WRITTEN EXERCISE 1 -
Using the passage on movies and their effect on culture, decide whether each statement below agrees with it: (a) Arth shows a woman leaving a husband who cheats on her. (b) Bhatt says he always believed movies could change human nature. (c) The TV series Years of living dangerously aired recently in India. For each, give yes or no and quote the words from the passage that settle it.
WRITTEN EXERCISE 2 -
Carry on the passage on movies and their effect on culture, picking up right after its final sentence.

SELECTED PASSAGE -
- - -

Referring to programming of a different genre, he cited the example of Years of living dangerously, a TV series he produced, which aired recently in the United States. It features eminent personalities highlighting climatic changes taking place globally.
He surmised, "These are couple of ways that we can look at how we tell our stories, whether a love story or (on) compelling issues. The question is how we can put some star power and thinking in terms of how we market media, culture and ideas - to work for some other issues and causes that will make people think and make an impact in meaningful ways."
Bollywood director and producer Bhatt mused that if books and movies could change the world, 'the world would be paradise'. He added, "Having believed that movies do not influence human nature and bring any change, I discovered that some movies that came from my heart did have significant impact on the lives of people; therefore, it had an impact on culture."
He cited the example of Arth, a film made in the 1980's featuring a woman walking out on her philandering husband to find her footing. He said that he made the movie much against the Bollywood belief that audiences would not accept an Indian woman reacting in this manner. However, the film went on to achieve stupendous success and made actor Shabana Azmi a role model for women at that time, he recalled.
Bhatt then revealed that in the beginning of the century, he embraced another form of cinema - 'cinema of gratification'. The reason? If a film did not gratify the audience aged 18 to 35 years, it did not perform well at the box office.
He said, "There are two kinds of movies - ones that jolt the comforted and others that comfort the jolted. In today's age where pleasure is the be-all and end-all, movies that are sombre face the kiss of death. As marketers when we conceive an idea we want to make sure that we will gratify the 18 to 35 audience which will make a purchase on opening day. We would like to believe that we have the freedom to tell the stories we want to, but we are puppets because the super narrative that is controlling the consciousness of man will not allow you to break away. Because unless you endorse, defend and perpetuate the value system of the culture you are born in, you will not get acceptance."

- - -

RECORDS PROVIDED -
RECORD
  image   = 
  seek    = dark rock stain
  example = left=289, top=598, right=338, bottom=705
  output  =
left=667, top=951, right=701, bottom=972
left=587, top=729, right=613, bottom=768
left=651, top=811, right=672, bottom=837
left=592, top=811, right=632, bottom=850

- - -

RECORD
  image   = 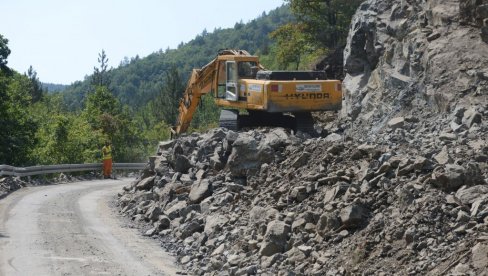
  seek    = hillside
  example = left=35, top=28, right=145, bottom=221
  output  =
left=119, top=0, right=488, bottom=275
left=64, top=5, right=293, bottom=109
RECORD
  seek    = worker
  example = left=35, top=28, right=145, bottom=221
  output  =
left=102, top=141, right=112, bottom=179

- - -

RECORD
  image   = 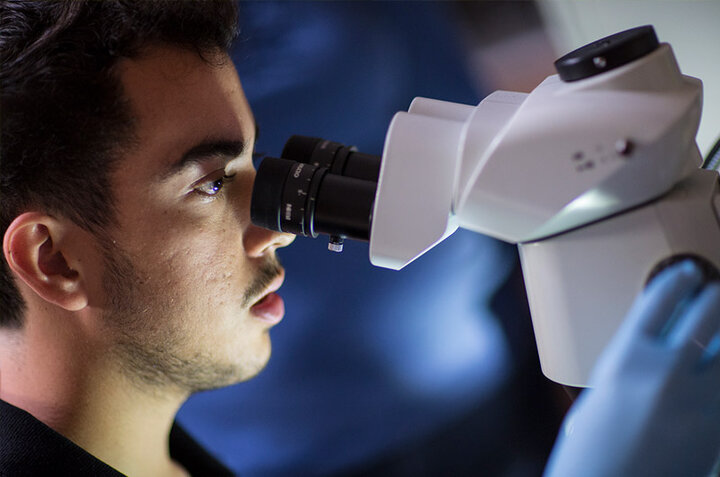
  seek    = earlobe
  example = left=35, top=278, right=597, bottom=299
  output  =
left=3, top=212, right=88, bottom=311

- - -

WRITTEN REPLY 1 -
(a) Yes: "featuring a woman walking out on her philandering husband to find her footing"
(b) No: "Having believed that movies do not influence human nature and bring any change"
(c) No: "which aired recently in the United States"

WRITTEN REPLY 2 -
In the context of Christianity, he noted how the narrative ended at resurrection and not crucification. "We all tell stories of resurrection. All marketers essentially sell those emotional and comforting facts because the human race is going through a dark night," he added.
On Bollywood, Bhatt ceded that there had been dumbing down of the content, but reasoned that this was because people preferred such content to hard hitting films on real issues. He substantiated his point with the case of two of his films - Jism 2 and Citylights. The critically acclaimed Citylights did not do well at the box office.
Sender concurred, quipping that it was easier to air programmes on African Safari and wild life, than on problems faced by the people living there.
Roy wrapped up the session underlining the influence of cinema on popular culture, citing one of many instances of its influence on media. Referring to a financial daily's budget coverage a few years ago, he said, "Every headline and image was an inspiration from some film. A write up on tax was based on Bollywood film Lagaan, an article on Nuke treaty featured the spokesperson as Superman and so on. This shows how the component of influence has percolated so greatly."